#### Task material:
• • • •

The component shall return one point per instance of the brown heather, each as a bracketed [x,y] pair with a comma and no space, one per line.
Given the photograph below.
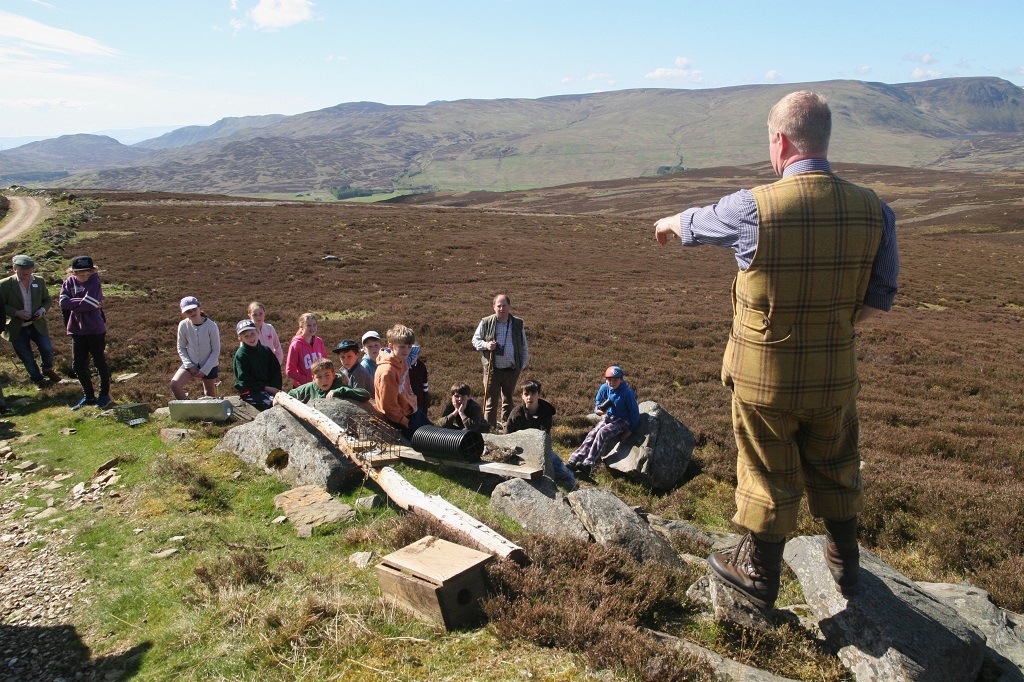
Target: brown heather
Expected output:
[942,407]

• • • •

Render every line of the items above as a JSON list of strings, one string per line, omitting blank lines. Leave the pictures out of the answer.

#### Right answer:
[
  "The component shall return one point per instance of the brown heather, each as a bracketed [x,y] pair with a comma and no space, one per line.",
  "Given the photograph below.",
  "Target: brown heather",
  "Expected output:",
  "[942,407]"
]